> _Data to process_:
* begin *

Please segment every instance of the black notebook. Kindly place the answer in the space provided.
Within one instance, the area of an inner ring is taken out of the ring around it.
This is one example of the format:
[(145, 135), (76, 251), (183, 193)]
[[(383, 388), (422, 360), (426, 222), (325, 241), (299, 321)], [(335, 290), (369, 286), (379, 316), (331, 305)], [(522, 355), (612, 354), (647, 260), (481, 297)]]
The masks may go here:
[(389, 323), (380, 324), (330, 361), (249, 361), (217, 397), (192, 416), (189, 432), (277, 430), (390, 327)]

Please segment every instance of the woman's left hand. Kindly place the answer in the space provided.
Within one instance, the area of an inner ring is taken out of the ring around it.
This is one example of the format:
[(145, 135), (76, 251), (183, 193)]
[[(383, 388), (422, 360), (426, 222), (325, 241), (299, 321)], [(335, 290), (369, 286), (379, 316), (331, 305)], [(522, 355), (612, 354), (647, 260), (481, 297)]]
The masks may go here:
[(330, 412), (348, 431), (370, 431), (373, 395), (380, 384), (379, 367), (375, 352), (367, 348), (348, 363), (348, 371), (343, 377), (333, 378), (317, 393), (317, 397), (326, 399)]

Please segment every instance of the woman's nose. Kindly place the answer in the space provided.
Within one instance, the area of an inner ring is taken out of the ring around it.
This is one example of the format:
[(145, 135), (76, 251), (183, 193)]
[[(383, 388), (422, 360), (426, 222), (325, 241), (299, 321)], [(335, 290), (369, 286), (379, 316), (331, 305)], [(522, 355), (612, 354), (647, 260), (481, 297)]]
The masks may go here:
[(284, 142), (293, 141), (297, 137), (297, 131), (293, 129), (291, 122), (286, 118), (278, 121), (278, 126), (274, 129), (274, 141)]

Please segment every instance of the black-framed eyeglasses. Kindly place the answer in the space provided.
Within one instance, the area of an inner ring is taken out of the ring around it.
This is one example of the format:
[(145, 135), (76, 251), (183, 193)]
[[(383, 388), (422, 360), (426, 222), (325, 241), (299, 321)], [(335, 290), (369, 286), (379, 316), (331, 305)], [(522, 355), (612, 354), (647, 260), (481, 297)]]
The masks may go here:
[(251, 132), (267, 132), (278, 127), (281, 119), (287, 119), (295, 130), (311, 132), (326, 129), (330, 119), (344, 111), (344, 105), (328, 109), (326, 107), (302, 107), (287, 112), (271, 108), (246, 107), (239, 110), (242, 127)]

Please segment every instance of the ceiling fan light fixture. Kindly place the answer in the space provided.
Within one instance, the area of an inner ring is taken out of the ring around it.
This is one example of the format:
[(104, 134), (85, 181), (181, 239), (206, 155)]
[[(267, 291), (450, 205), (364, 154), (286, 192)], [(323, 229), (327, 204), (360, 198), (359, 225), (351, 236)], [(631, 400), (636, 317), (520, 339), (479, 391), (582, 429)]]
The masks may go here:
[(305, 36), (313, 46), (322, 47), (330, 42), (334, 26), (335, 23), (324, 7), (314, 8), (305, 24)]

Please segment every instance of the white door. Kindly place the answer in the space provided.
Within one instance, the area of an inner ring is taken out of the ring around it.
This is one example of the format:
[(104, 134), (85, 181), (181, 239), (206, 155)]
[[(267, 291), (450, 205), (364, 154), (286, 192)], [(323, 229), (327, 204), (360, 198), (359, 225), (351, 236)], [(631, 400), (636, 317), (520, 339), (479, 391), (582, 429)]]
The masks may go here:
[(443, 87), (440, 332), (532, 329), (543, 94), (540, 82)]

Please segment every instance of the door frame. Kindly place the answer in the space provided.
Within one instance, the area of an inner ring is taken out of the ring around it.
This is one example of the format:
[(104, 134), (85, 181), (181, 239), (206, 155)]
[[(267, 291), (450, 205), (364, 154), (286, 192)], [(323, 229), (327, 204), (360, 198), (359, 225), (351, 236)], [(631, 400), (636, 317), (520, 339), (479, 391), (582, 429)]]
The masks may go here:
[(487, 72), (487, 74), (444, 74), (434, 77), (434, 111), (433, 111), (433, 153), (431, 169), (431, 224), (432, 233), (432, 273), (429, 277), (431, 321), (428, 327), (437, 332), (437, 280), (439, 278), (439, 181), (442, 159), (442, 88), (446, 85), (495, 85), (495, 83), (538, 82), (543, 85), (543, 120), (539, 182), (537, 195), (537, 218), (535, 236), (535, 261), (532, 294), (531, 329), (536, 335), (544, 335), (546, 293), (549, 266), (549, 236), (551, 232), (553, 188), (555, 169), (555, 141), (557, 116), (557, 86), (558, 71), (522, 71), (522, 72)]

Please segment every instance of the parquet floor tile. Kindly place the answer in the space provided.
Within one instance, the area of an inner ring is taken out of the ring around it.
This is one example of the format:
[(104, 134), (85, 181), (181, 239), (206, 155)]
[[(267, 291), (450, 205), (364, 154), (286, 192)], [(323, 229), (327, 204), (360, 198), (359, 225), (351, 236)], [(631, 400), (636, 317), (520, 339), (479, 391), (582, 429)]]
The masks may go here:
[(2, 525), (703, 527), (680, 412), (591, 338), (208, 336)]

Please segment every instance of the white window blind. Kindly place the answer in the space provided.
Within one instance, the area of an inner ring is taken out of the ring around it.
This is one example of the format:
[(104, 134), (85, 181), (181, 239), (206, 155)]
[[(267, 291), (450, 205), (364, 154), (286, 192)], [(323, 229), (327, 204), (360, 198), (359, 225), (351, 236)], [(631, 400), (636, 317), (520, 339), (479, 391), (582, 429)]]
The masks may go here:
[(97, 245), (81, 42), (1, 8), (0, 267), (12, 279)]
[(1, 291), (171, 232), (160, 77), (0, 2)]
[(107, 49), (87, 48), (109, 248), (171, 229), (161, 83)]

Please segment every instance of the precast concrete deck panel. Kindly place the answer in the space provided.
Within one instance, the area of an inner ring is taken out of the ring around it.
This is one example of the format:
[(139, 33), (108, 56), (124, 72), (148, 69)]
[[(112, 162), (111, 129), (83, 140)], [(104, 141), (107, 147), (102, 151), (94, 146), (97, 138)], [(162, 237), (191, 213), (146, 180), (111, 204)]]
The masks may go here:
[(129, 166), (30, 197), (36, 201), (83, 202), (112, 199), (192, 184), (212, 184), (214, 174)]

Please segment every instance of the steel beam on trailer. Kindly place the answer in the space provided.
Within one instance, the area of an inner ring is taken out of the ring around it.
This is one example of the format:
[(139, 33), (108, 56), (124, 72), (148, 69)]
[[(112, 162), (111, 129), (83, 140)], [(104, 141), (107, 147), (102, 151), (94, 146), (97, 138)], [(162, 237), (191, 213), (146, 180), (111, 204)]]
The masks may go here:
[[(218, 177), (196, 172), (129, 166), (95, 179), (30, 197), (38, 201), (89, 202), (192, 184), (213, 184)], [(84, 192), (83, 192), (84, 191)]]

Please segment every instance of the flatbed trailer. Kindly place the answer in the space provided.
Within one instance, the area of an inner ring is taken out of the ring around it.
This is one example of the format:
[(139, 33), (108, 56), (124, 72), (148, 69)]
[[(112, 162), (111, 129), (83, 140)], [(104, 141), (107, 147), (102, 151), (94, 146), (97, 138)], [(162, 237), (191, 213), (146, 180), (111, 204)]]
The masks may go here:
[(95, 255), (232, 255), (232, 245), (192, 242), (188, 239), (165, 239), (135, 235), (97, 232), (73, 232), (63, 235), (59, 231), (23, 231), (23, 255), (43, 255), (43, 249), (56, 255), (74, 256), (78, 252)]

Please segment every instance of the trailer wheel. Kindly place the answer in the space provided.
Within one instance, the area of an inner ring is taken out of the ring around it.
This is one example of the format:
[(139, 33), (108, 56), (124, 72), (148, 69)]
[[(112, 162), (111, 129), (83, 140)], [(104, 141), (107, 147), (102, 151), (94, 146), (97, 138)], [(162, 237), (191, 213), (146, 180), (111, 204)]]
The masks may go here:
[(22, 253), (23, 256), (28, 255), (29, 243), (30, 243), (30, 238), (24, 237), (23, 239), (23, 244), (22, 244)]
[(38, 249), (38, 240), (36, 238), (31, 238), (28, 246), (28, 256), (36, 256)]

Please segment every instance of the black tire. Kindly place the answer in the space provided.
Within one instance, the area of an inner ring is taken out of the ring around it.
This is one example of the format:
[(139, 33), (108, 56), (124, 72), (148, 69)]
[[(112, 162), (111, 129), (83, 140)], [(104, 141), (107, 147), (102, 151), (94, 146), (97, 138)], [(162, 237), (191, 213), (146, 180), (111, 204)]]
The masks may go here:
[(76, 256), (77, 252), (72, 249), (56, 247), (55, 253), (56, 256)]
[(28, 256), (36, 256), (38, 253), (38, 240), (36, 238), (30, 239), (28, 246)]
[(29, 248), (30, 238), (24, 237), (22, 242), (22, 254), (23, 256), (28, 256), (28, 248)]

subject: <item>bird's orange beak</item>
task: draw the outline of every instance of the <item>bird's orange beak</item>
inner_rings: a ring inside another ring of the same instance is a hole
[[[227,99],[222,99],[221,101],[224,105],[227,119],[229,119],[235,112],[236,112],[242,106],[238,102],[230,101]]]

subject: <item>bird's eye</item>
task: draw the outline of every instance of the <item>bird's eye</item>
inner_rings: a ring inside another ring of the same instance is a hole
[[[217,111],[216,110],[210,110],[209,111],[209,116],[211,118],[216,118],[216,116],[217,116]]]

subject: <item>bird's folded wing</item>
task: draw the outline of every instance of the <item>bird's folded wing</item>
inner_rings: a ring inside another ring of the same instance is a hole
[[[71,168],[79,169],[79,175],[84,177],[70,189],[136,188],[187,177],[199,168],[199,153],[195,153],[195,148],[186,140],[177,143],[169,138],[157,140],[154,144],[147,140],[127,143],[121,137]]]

* end *

> _What this task involves_: Retype everything from the line that contains "Please segment every instance of the steel" down to the line that contains "192), (84, 191)]]", character for character.

> _Solved exercise_:
Please segment every instance of the steel beam on trailer. Kindly place the answer in the space provided.
Within one instance, the area of an inner ring is taken out of the ring around it.
This is one example of the format:
[(139, 33), (108, 56), (124, 72), (148, 69)]
[[(112, 162), (111, 129), (83, 140)], [(104, 141), (107, 147), (102, 151), (94, 146), (97, 138)], [(162, 237), (191, 213), (146, 180), (111, 204)]]
The masks may go here:
[[(218, 177), (196, 172), (129, 166), (95, 179), (30, 197), (38, 201), (89, 202), (192, 184), (213, 184)], [(84, 192), (83, 192), (84, 191)]]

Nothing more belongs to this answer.